Given passage
= Beginning of Section =

It is hard to picture starfish as the thugs of the marine world. But ravenous, thorny starfish have been terrorizing and destroying Australia’s Great Barrier Reef for almost three decades.
A study released in October by the Australian Institute of Marine Science (AIMS) and the University of Wollongong reveals that the reef has lost 50 percent of its coral cover in the last 27 years. The report, published in the Proceedings of the National Academy of Sciences, lists three factors that have led to the reef’s rapid degradation: tropical cyclones, predation by parasitic crown-of-thorns starfish and coral bleaching.
“This is an important study because it uses the best time series of data on corals, collected in a very important coral region, to quantify the rates of change of corals attributable to different factors in nature. That is a difficult task, so the authors have accomplished something very impressive,” said Peter McIntyre, assistant professor at the University of Wisconsin-Madison Center for Limnology.
Coral reefs support one of the most diverse ecosystems in the world by providing irreplaceable sources of food and shelter for all kinds of marine life. Shore communities and commercial fisheries around the world depend on coral reefs to draw in the fish populations they thrive on. Many economies also profit greatly from the coastal tourism that the reefs attract.
A popular tourist spot off the coast off Australia, the Great Barrier Reef has long been proclaimed as a natural wonder of the world, covering 345,000 square kilometers of the Coral Sea. Despite its recognized cultural and economic value, human activities still pose a significant threat to the habitat’s survival. Scientists have recently found that pollution and climate change, the usual culprits of coral degradation, have also been spurring much larger and more dramatic decline of the reef.
Rising ocean temperatures brought about by climate change have hastened the increased death rate of sensitive coral organisms. The coral dies leaving behind a white zombie structure of bleached coral. The study finds that only 10 percent of loss can be attributed to the phenomenon of coral bleaching. The leading offender, causing 48 percent of the damage, was found to be an increased amount of tropical storms, thought to be another symptom of global climate change.
“We can’t stop the storms, and ocean warming is one of the critical impacts of the global climate change,” says AIMS CEO John Gunn in a press release. “However, we can act to reduce the impact of crown-of-thorns [a native parasitic species of starfish].”

= End of Section =

Source material
= Beginning of Section =

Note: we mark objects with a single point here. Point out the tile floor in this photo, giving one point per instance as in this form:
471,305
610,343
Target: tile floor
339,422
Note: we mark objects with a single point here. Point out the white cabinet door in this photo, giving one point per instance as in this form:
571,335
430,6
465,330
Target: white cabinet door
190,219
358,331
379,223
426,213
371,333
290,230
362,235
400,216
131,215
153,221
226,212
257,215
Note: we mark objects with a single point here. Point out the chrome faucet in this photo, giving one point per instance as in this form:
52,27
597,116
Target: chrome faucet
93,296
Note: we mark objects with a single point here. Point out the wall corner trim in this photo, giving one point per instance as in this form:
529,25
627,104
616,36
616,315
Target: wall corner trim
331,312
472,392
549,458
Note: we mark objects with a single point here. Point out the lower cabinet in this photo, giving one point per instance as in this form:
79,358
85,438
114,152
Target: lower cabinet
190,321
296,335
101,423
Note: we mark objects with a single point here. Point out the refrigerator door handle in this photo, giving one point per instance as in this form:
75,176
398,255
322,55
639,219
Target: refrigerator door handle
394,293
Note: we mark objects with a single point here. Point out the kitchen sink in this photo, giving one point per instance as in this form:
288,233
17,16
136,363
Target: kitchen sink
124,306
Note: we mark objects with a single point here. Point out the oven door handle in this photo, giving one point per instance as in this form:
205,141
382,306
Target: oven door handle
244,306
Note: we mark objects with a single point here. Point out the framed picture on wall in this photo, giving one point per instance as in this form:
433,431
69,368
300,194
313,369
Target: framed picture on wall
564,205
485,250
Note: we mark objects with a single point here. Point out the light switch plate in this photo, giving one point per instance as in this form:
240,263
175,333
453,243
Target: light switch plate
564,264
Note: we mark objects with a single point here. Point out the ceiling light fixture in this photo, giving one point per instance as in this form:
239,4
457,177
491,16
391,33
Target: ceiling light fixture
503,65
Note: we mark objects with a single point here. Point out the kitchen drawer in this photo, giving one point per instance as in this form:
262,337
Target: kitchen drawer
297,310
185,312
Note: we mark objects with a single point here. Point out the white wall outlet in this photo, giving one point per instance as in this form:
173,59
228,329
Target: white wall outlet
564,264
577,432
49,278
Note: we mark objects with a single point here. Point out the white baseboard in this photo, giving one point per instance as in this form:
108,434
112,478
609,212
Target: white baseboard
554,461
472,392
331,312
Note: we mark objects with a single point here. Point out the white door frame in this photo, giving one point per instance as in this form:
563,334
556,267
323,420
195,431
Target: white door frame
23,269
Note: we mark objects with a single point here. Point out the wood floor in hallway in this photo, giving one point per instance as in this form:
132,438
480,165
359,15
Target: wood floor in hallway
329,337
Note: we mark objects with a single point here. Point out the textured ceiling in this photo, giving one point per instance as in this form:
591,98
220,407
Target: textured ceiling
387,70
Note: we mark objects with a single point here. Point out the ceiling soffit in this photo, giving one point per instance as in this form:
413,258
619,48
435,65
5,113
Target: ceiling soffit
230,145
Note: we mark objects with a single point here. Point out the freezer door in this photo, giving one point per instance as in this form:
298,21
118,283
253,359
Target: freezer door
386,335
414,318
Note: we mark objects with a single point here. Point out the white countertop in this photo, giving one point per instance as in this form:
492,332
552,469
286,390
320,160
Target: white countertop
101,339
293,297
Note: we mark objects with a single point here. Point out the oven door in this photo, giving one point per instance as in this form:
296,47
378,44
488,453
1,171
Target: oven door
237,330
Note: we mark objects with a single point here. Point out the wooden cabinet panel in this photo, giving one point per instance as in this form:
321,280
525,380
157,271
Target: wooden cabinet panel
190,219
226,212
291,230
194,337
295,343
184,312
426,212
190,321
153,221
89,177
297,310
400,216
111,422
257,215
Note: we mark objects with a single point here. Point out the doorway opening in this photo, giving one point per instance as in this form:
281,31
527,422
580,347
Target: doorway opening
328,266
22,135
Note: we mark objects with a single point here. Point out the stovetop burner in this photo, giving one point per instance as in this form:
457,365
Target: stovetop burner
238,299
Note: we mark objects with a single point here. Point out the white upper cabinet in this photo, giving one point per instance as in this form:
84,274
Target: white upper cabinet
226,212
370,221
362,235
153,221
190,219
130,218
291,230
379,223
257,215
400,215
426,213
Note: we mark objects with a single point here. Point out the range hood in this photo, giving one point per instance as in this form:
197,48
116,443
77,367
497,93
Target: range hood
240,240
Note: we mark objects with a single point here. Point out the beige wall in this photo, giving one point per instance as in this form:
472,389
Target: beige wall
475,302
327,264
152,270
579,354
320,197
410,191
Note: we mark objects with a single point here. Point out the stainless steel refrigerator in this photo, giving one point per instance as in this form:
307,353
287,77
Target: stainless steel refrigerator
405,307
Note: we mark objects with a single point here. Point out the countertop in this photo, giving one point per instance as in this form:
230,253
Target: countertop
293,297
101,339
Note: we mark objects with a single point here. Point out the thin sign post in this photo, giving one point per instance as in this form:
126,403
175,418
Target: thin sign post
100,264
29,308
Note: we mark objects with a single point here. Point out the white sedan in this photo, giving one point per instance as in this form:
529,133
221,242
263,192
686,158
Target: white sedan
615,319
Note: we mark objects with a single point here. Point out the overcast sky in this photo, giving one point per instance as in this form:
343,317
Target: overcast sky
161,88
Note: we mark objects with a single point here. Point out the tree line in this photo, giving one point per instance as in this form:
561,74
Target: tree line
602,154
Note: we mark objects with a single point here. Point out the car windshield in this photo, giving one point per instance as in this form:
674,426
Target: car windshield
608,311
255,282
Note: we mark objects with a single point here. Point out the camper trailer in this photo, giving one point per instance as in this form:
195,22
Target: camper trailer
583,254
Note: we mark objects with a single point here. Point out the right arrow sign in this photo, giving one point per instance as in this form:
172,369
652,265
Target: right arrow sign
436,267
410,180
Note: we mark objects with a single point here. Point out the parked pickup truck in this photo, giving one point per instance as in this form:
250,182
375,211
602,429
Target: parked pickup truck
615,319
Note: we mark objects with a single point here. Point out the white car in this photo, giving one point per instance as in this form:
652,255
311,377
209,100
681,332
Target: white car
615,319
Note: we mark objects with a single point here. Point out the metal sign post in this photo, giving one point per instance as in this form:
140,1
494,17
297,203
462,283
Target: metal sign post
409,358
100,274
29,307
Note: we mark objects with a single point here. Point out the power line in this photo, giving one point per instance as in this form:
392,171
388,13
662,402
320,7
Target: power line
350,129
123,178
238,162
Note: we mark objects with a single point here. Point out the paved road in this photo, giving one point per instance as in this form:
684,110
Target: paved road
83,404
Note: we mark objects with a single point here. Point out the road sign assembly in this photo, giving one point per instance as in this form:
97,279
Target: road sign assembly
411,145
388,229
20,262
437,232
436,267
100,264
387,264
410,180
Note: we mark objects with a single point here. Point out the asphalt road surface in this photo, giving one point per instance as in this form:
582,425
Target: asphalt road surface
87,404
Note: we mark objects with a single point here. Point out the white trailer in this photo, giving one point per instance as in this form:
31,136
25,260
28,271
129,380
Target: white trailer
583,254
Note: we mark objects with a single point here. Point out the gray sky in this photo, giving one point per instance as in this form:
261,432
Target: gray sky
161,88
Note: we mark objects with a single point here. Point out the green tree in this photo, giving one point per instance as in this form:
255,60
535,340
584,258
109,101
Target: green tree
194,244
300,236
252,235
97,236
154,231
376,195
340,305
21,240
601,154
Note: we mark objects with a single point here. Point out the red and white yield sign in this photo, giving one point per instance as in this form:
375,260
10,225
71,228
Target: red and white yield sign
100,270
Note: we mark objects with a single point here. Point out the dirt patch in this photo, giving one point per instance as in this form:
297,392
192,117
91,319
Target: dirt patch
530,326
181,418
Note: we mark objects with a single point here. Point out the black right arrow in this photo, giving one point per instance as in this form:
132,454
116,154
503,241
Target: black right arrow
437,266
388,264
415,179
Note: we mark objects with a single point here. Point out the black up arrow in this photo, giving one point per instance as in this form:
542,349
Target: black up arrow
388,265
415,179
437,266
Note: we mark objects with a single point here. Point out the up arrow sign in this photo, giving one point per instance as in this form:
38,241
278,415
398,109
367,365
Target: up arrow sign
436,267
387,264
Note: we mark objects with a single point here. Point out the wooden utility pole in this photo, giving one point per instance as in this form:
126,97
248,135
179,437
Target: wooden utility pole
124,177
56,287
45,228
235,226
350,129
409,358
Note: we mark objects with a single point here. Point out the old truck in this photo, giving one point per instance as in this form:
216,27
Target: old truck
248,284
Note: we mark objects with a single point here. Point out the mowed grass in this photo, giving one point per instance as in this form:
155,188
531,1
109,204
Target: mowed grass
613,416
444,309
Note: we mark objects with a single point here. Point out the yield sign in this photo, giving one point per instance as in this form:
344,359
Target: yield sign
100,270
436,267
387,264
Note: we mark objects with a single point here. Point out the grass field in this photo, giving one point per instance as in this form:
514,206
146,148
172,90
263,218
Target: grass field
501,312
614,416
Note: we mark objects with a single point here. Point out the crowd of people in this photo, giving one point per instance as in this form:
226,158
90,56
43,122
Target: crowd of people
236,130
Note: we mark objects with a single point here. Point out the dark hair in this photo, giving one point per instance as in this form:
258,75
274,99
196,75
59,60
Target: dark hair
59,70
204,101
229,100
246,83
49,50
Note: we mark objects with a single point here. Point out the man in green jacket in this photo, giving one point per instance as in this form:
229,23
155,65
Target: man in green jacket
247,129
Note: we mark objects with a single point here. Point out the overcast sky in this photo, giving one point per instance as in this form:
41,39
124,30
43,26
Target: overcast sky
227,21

= End of Section =

Action item
Update the reef passage from "Coral reefs support" to "of the reef." by replacing "coastal tourism" with "seaside tourism".

Output for this task
Coral reefs support one of the most diverse ecosystems in the world by providing irreplaceable sources of food and shelter for all kinds of marine life. Shore communities and commercial fisheries around the world depend on coral reefs to draw in the fish populations they thrive on. Many economies also profit greatly from the seaside tourism that the reefs attract.
A popular tourist spot off the coast off Australia, the Great Barrier Reef has long been proclaimed as a natural wonder of the world, covering 345,000 square kilometers of the Coral Sea. Despite its recognized cultural and economic value, human activities still pose a significant threat to the habitat’s survival. Scientists have recently found that pollution and climate change, the usual culprits of coral degradation, have also been spurring much larger and more dramatic decline of the reef.